▸ Source:
UPDATE:An improved ECG design was posted in August, 2016.

Check out: http://www.swharden.com/wp/2016-08-08-diy-ecg-with-1-op-amp/

**It’s time for a lecture.** I’ve been spending a lot of time creating a DIY dlectrocardiogram and it produces fairly noisy signals. I’ve spent some time and effort researching the best ways to clean-up these signals, and the results are incredibly useful! Therefore, I’ve decided to lightly document these results in a blog entry.

**Here’s an example of my magic!** I take a noisy recording and turn it into a beautiful trace. See the example figure with the blue traces. How is this possible? Well I’ll explain it for you. Mostly, it boils down to eliminating excess high-frequency sine waves which are in the original recording due to electromagnetic noise. A major source of noise can be from the alternating current passing through wires traveling through the walls of your house or building. My original ECG circuit was highly susceptible to this kind of interference, but my improved ECG circuit eliminates most of this noise. However, noise is still in the trace (see the figure to the left), and it needed to be removed.

**The key is the FFT (Fast Fourier Transformation) algorithm** which can get pretty intimidating to research at first! I’ll simplify this process. Let’s say you have a trace with repeating sine-wave-shaped noise. The output of the FFT transformation of the signal is the breakdown of the signal by frequency. Check out this FFT trace of a noisy signal from a few posts ago (top graph). High peaks represent frequencies which are common. See the enormous peak around 60 Hz? (Hz means “per second” by the way, so 60 Hz is a sine wave that repeats 60 times a second) That’s from my AC noise. Other peaks (shown in colored bands) are other electromagnetic noise sources, such as wireless networks, TVs, telephones, and your computer processor. The heart produces changes in electricity that are very slow (the heartbeat is about 1 Hz, or 1 beat per second), so *if we can eliminate all of the sine waves with frequencies higher than what we want to isolate* we can get a pretty clear trace. This is called a band-stop filter (we block-out certain bands of frequencies) A band-pass filter is the opposite, where we only allow frequencies which are below (low-pass) or above (high-pass) a given frequency. By eliminating each of the peaks in the colored regions (setting each value to 0), then performing an inverse fast Fourier transformation (going backwards from frequency back to time), the result is the signal trace (seen as light gray on the bottom graph) with those high-frequency sine waves removed! (the gray trace on the bottom graph). A little touch-up smoothing makes a great trace (black trace on the bottom graph).

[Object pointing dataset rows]
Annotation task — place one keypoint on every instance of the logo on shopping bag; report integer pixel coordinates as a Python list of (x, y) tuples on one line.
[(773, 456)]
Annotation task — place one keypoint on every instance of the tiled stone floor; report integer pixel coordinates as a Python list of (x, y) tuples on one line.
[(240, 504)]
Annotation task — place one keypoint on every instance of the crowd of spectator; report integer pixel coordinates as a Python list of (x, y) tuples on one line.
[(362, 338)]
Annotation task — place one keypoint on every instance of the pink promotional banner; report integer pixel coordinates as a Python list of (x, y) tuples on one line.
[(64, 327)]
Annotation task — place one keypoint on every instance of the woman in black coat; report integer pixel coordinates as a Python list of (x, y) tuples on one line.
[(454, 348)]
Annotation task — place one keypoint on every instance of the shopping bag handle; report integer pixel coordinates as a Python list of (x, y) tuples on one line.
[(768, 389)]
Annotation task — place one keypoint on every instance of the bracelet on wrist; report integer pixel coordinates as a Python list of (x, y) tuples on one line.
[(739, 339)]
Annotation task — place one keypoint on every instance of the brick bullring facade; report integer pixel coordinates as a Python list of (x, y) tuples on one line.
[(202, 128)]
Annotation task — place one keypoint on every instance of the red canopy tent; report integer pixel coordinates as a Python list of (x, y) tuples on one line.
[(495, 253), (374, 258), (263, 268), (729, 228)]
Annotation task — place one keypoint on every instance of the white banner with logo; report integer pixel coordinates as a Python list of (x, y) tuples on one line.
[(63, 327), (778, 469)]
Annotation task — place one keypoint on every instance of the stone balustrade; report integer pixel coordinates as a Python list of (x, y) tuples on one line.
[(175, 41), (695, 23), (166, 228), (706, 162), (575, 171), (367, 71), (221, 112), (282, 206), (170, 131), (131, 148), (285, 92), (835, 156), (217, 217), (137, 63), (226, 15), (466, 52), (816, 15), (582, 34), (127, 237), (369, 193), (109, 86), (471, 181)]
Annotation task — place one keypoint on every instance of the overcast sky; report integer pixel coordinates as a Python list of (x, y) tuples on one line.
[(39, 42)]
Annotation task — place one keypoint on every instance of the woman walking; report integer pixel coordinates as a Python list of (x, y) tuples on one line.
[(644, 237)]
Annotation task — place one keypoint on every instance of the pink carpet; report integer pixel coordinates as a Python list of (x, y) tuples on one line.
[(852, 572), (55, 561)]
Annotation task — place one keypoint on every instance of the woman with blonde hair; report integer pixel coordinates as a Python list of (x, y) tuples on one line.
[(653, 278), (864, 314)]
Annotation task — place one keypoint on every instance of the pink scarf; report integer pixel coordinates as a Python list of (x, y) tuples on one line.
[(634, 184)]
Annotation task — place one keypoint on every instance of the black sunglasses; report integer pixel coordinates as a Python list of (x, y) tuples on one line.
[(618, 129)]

▸ Given task 1: Summarize the post on cleaning up ECG signals in two sentences.
▸ Given task 2: Please copy the records word for word, from their start through the line containing "[(64, 327)]".
The text and the records have no connection to each other.

▸ Written solution 1: The post explains how the author cleans the noisy signals from a DIY electrocardiogram, mostly by eliminating high-frequency sine waves that come from electromagnetic noise such as the alternating current in building wiring. An FFT breaks the signal down by frequency, the noise peaks are set to 0, an inverse FFT turns the result back into a signal trace, and a little smoothing finishes it.

▸ Written solution 2:
Annotation task — place one keypoint on every instance of the logo on shopping bag; report integer pixel coordinates as a Python list of (x, y) tuples on one line.
[(773, 456)]
Annotation task — place one keypoint on every instance of the tiled stone floor; report integer pixel coordinates as a Python list of (x, y) tuples on one line.
[(240, 504)]
Annotation task — place one keypoint on every instance of the crowd of spectator; report integer pixel coordinates as a Python list of (x, y) tuples on one line.
[(362, 338)]
Annotation task — place one keypoint on every instance of the pink promotional banner; report integer pixel coordinates as a Python list of (x, y) tuples on one line.
[(64, 327)]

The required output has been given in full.